* _HOW TO COMPLETE THIS TASK_
Would you print, word for word, the part of the text on CTL responses against HIV-1 and HCV that runs from "CTL responses against" up to and including "the Elispot assay."?

CTL responses against HIV-1 and HCV. Vaccinia virus Elispot responses are shown to each of the HIV-1 and HCV antigens tested (HIV-1 antigens to the right and HCV antigens to the left of the bar) as well as the negative and Lac controls. Results are given in spot-forming cells (SFC) per 100,000 PBMC. The final graph (w) represents an individual with HCV monoinfection who had cleared acute HCV infection about 2 years prior to the assay and has a strong HCV-specific CTL response.

Class I tetramer analysis does not reveal additional HCV-specific CD8+-T-cell responses undetected in the Elispot assay.

* _RECORD EXTRACTS_
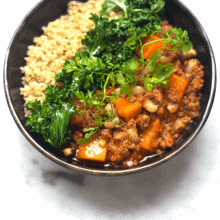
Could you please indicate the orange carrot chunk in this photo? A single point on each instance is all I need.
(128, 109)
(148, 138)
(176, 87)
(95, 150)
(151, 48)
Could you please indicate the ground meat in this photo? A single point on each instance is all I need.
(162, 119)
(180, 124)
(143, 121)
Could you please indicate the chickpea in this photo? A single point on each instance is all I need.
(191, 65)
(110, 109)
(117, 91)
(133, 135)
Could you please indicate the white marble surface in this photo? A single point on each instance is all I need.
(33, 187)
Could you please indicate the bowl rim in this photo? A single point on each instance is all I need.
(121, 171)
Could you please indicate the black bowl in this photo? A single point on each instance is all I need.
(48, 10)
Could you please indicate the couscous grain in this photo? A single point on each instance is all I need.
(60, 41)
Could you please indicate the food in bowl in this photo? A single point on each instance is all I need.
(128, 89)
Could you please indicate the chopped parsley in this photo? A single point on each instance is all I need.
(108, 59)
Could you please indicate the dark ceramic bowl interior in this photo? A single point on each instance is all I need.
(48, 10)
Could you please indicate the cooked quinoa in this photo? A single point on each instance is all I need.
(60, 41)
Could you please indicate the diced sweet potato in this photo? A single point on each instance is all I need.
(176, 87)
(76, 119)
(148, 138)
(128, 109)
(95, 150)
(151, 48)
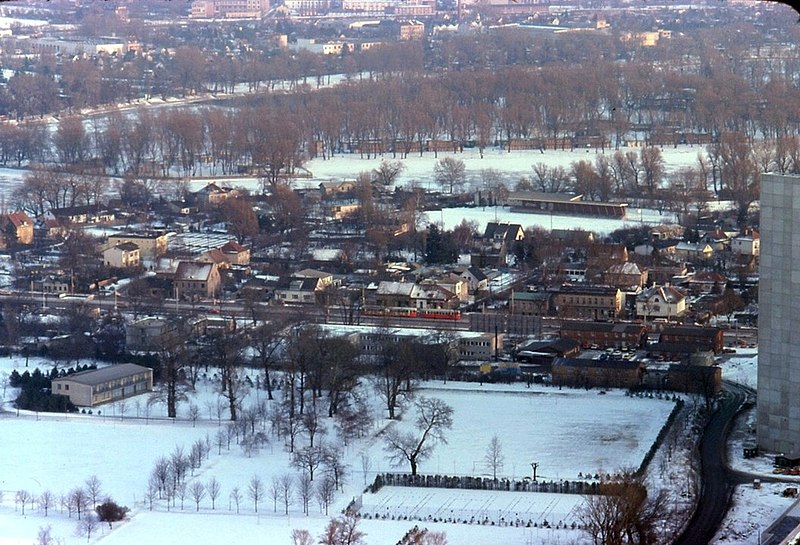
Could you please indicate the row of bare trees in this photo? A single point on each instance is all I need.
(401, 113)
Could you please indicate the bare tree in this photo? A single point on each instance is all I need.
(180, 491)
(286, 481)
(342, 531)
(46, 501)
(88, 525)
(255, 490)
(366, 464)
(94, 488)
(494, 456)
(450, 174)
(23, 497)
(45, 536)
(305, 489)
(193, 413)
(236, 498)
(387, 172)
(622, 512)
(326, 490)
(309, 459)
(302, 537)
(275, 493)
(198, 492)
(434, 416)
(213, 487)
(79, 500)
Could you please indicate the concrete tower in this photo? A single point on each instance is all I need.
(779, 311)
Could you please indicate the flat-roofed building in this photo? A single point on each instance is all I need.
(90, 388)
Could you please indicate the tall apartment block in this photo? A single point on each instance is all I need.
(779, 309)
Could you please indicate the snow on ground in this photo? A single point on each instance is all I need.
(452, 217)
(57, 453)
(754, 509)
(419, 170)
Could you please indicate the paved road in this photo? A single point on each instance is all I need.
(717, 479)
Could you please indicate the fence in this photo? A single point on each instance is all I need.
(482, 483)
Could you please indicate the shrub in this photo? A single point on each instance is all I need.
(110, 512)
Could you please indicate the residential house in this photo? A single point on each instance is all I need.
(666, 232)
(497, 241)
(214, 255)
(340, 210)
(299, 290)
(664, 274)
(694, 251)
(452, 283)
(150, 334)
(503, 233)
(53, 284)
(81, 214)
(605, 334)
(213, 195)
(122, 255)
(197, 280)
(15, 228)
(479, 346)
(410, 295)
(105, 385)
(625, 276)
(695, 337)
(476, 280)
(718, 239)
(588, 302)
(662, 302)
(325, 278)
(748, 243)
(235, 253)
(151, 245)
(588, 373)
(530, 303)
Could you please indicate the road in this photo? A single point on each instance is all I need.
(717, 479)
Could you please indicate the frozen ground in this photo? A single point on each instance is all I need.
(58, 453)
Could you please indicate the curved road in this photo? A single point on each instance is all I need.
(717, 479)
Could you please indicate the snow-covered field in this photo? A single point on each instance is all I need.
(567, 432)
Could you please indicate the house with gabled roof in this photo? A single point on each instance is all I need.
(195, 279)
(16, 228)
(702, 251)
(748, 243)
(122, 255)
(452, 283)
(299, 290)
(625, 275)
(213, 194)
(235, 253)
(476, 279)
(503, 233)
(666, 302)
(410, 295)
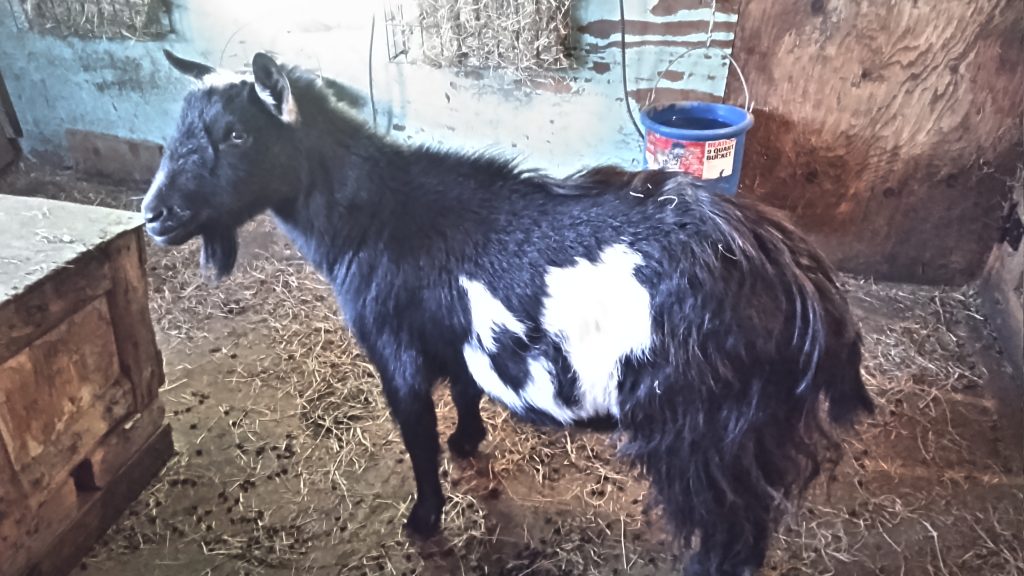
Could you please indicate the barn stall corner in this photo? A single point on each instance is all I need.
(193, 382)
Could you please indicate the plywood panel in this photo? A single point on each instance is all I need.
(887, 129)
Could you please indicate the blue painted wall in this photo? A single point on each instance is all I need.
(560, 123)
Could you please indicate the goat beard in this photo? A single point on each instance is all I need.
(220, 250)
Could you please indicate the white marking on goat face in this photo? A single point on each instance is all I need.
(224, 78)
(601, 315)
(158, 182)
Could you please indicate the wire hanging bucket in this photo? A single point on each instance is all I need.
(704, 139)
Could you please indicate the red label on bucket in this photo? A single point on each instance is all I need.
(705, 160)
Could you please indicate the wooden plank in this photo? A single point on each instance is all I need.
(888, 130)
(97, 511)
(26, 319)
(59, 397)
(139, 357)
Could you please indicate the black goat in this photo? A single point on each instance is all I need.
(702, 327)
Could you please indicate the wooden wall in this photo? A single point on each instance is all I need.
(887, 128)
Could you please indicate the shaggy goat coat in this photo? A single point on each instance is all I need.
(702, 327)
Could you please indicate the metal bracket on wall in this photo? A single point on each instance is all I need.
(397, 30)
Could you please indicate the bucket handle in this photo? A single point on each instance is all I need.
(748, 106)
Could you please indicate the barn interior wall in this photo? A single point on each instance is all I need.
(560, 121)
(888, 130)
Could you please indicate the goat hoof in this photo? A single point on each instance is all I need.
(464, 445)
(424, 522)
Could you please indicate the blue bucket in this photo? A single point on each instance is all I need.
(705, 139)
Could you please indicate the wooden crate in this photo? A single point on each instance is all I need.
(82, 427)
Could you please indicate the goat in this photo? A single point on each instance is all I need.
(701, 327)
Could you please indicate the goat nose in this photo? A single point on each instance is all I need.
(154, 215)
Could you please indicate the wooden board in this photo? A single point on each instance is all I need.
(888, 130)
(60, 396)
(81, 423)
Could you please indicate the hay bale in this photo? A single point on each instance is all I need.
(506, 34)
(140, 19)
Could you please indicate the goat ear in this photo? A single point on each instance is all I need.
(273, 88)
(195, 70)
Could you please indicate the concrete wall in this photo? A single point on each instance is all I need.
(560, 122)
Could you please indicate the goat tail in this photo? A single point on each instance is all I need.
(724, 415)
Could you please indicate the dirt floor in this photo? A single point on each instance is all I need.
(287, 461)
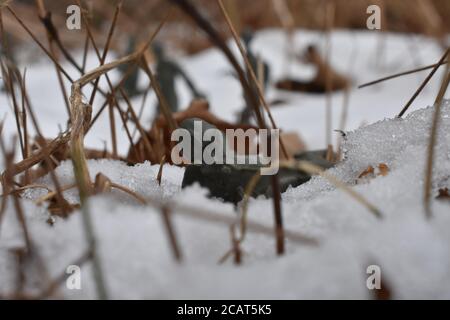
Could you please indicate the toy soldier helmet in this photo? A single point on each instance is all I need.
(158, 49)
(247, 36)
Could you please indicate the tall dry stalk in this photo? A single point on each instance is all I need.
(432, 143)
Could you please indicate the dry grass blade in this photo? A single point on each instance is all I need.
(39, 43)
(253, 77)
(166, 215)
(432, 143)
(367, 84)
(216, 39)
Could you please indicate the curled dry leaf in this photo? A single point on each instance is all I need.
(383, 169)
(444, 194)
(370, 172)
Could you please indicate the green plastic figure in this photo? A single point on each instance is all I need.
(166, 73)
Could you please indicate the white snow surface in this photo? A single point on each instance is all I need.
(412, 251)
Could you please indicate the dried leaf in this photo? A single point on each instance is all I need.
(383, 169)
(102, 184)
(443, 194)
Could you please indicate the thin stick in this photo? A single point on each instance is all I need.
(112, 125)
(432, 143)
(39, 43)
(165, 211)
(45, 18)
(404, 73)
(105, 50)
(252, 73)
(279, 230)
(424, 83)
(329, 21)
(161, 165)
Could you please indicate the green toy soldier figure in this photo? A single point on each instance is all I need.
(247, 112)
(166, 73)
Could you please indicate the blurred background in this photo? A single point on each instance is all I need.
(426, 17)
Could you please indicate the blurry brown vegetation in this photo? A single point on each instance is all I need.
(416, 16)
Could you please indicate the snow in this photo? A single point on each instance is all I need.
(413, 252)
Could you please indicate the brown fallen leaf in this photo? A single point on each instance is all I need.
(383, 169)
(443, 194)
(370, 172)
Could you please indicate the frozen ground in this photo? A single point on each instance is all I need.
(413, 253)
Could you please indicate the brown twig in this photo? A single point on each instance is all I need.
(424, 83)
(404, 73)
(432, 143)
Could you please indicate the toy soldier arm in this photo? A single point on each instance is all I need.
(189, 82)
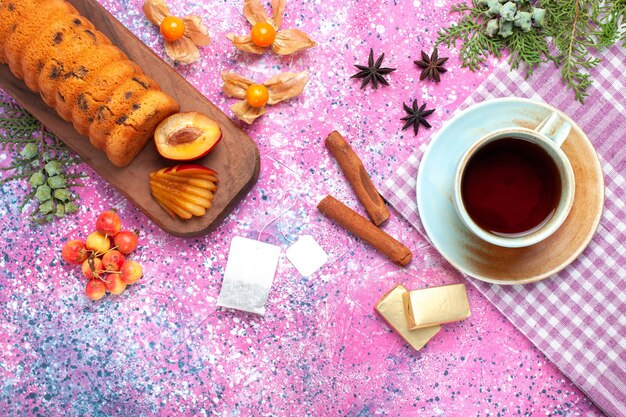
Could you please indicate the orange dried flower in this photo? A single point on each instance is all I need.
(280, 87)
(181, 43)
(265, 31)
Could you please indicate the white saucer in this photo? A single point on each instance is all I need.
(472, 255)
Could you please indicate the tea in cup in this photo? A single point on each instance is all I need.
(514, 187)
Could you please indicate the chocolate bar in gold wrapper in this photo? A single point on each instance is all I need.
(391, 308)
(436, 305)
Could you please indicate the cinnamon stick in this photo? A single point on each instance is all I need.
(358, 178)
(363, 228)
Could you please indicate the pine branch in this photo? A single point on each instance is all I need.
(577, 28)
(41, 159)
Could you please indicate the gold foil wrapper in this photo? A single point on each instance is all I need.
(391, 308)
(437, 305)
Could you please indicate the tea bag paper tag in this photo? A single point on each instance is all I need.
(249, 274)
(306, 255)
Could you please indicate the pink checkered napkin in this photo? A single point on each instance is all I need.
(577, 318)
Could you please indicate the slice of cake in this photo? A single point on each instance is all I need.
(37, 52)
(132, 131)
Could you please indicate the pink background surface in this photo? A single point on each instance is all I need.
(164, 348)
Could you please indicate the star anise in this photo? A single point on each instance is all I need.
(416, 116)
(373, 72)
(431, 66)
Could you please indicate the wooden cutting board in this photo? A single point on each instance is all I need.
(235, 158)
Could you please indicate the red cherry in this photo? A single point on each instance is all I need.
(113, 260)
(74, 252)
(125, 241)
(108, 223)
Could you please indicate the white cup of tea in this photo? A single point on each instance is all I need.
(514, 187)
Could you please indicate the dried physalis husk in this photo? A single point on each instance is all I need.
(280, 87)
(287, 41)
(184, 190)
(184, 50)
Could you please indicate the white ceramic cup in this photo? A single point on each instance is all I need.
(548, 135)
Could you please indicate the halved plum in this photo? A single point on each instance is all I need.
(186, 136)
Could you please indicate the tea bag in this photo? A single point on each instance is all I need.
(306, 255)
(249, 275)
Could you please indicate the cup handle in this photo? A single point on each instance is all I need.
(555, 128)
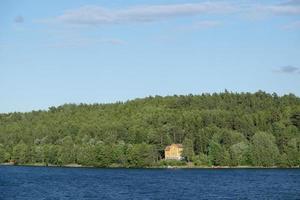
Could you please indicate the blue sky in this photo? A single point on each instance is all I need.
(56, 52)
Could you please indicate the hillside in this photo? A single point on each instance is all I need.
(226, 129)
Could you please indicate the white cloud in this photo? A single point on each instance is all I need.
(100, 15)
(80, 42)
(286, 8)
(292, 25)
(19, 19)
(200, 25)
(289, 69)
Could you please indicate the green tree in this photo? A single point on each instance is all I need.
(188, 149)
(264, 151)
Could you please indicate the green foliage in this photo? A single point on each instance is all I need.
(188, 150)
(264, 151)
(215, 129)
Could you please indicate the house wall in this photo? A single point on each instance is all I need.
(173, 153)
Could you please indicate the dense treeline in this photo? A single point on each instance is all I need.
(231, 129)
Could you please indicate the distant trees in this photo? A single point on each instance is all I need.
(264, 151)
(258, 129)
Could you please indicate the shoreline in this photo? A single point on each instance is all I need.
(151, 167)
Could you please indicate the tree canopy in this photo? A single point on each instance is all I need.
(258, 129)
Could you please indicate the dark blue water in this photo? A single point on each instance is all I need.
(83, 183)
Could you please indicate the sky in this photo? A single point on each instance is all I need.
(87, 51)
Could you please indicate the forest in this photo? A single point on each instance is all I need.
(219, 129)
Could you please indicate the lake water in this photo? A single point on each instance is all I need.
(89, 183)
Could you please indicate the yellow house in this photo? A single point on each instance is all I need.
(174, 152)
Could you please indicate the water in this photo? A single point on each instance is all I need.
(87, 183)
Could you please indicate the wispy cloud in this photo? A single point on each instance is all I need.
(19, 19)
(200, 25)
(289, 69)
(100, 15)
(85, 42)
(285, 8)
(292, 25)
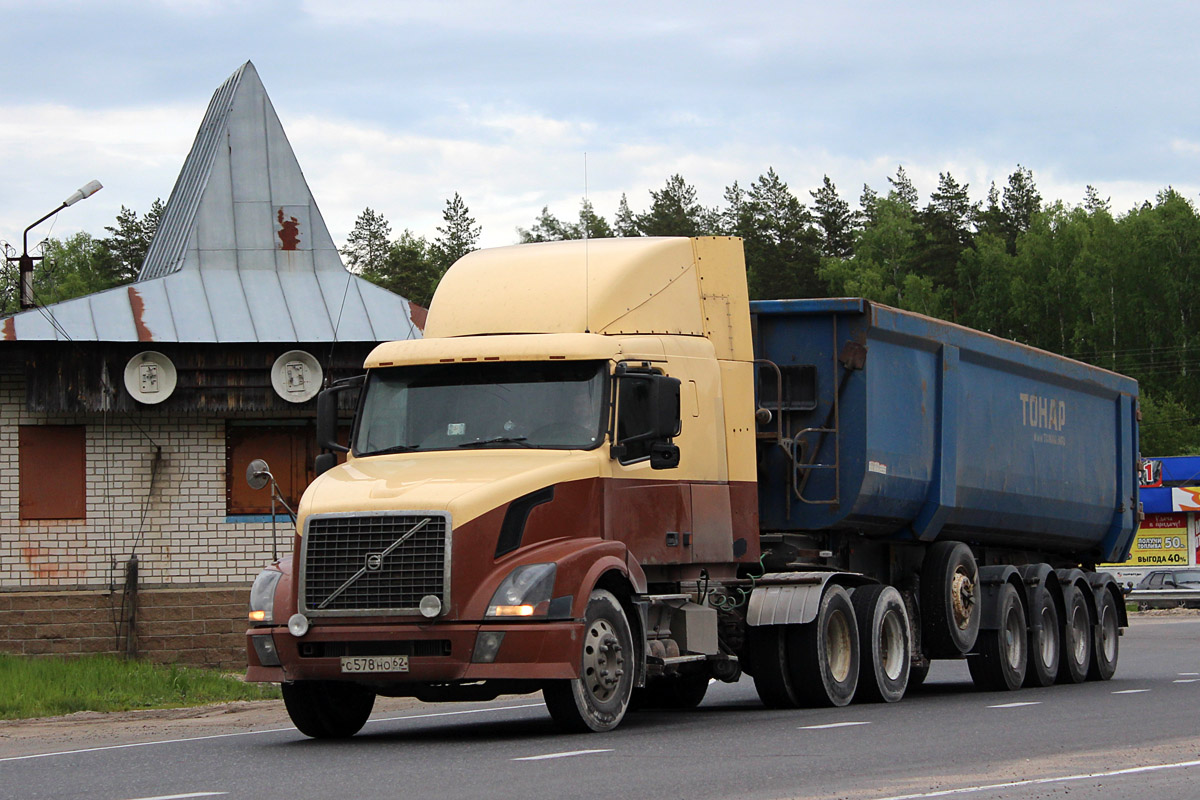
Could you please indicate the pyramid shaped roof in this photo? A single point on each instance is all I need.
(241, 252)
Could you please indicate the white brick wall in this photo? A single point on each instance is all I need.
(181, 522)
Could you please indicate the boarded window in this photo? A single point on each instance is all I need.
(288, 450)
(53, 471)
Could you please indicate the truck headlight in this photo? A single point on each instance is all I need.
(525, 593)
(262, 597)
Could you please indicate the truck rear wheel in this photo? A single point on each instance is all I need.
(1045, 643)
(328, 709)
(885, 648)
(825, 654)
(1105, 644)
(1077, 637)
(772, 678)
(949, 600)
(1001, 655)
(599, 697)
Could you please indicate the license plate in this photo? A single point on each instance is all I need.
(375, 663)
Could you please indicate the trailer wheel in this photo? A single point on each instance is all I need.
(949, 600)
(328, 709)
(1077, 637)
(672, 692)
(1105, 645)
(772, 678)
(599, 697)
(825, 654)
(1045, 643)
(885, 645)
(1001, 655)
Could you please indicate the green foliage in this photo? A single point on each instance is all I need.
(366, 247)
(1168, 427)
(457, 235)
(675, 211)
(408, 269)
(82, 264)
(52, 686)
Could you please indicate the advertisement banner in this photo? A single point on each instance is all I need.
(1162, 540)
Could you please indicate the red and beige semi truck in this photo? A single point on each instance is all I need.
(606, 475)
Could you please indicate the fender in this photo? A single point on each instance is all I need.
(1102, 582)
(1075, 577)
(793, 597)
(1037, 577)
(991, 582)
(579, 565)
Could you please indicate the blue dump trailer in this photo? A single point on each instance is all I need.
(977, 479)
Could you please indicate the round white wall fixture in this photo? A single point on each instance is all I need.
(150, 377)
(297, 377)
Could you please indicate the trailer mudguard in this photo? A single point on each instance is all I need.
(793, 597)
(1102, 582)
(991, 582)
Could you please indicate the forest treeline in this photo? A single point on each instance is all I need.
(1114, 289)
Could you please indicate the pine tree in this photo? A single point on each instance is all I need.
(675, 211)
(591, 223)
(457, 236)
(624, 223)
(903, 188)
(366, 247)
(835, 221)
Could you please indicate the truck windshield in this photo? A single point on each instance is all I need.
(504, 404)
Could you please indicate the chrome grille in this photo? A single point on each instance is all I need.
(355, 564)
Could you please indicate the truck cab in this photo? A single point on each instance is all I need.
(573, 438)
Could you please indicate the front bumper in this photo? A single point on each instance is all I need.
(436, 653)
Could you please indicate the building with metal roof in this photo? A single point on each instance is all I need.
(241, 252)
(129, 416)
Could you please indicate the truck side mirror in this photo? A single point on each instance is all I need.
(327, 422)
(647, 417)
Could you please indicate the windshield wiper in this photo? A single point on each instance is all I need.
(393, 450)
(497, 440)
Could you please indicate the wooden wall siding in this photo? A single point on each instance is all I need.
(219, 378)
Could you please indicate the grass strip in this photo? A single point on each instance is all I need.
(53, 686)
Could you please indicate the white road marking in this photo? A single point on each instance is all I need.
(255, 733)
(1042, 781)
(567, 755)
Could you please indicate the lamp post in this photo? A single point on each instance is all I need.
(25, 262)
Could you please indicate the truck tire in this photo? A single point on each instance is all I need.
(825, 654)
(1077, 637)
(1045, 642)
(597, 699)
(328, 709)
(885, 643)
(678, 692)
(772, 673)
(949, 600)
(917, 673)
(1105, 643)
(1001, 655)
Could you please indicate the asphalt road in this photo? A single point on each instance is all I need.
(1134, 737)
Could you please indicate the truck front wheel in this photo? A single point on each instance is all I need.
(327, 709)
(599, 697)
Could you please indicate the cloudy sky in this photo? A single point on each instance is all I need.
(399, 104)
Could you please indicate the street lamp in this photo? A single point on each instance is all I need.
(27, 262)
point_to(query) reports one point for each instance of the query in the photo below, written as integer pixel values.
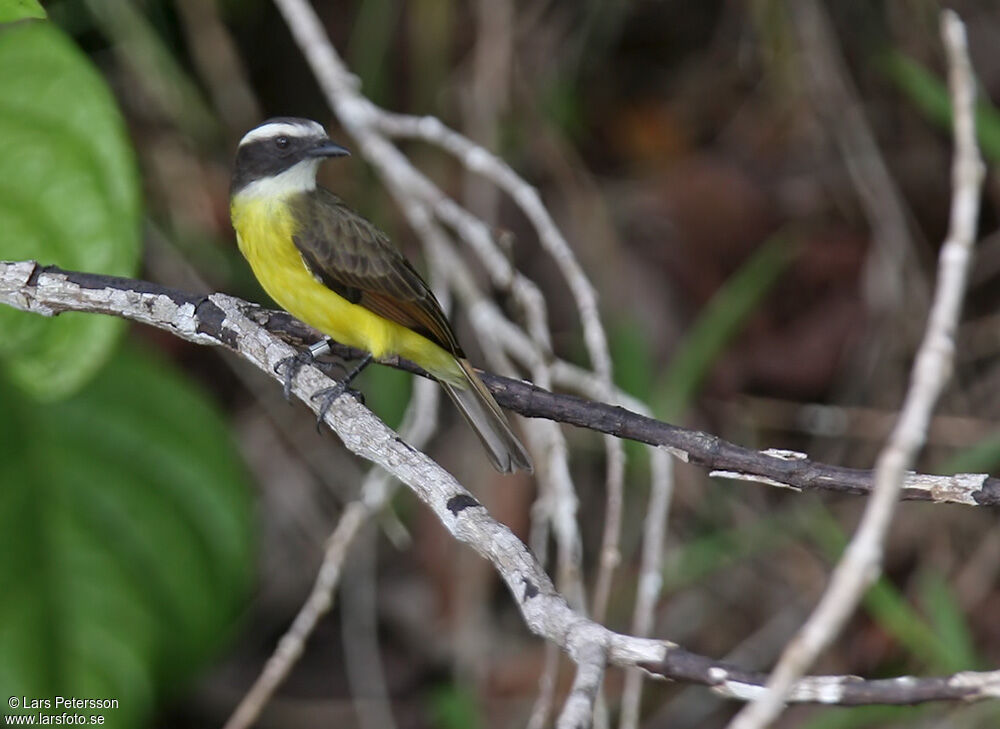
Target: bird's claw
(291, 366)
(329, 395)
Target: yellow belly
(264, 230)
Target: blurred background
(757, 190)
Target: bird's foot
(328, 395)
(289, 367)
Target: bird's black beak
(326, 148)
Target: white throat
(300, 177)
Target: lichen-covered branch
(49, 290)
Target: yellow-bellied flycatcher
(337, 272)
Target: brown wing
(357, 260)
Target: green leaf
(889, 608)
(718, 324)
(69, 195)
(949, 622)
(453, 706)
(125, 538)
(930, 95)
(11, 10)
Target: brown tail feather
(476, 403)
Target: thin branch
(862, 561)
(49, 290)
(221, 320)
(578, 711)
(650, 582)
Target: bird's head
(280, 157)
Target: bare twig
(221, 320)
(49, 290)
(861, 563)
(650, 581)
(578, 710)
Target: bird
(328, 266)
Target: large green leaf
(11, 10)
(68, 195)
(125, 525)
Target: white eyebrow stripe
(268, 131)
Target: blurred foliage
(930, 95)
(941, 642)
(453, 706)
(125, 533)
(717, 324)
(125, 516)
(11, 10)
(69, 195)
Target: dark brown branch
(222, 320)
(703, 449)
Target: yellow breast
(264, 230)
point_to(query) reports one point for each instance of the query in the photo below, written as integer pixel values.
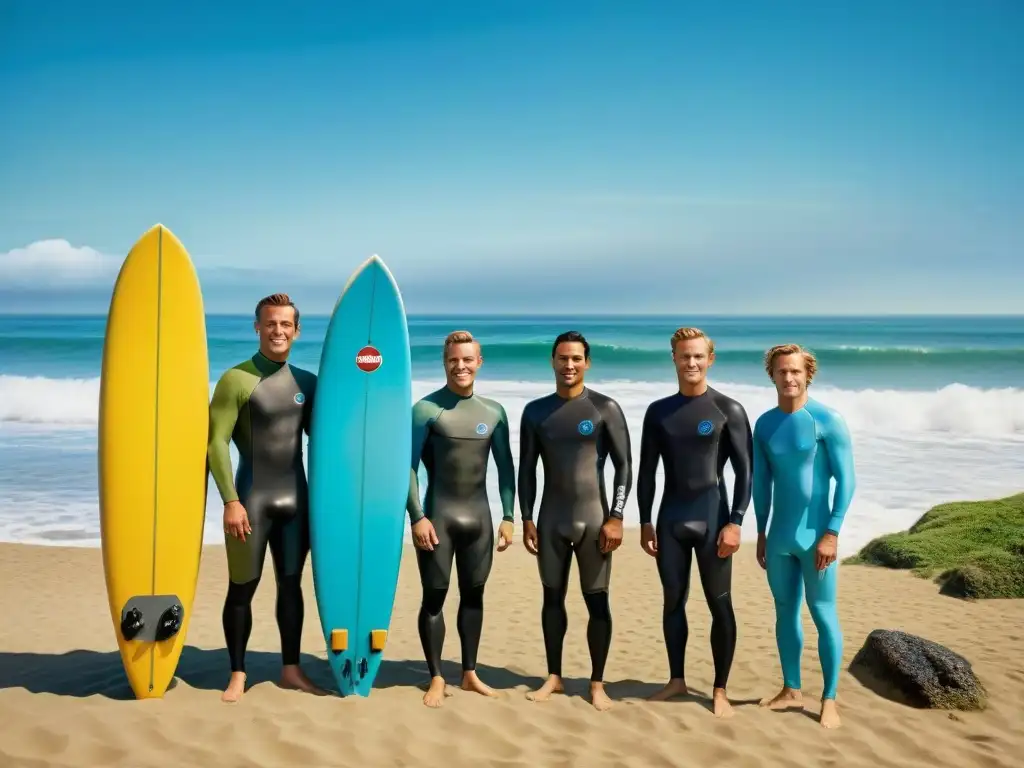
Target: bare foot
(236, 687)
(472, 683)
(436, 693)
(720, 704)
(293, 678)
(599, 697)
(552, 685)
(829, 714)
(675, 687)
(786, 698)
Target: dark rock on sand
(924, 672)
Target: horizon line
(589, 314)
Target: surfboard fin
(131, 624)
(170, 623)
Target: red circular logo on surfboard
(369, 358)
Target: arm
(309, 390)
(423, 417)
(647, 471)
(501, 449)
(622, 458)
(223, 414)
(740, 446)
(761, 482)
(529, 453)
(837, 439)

* _TASK ANSWER_
CTL responses against HIV-1 and HCV. Vaccinia virus Elispot responses are shown to each of the HIV-1 and HCV antigens tested (HIV-1 antigens to the right and HCV antigens to the left of the bar) as well as the negative and Lac controls. Results are given in spot-forming cells (SFC) per 100,000 PBMC. The final graph (w) represents an individual with HCV monoinfection who had cleared acute HCV infection about 2 years prior to the assay and has a strong HCV-specific CTL response.

Class I tetramer analysis does not reveal additional HCV-specific CD8+-T-cell responses undetected in the Elispot assay.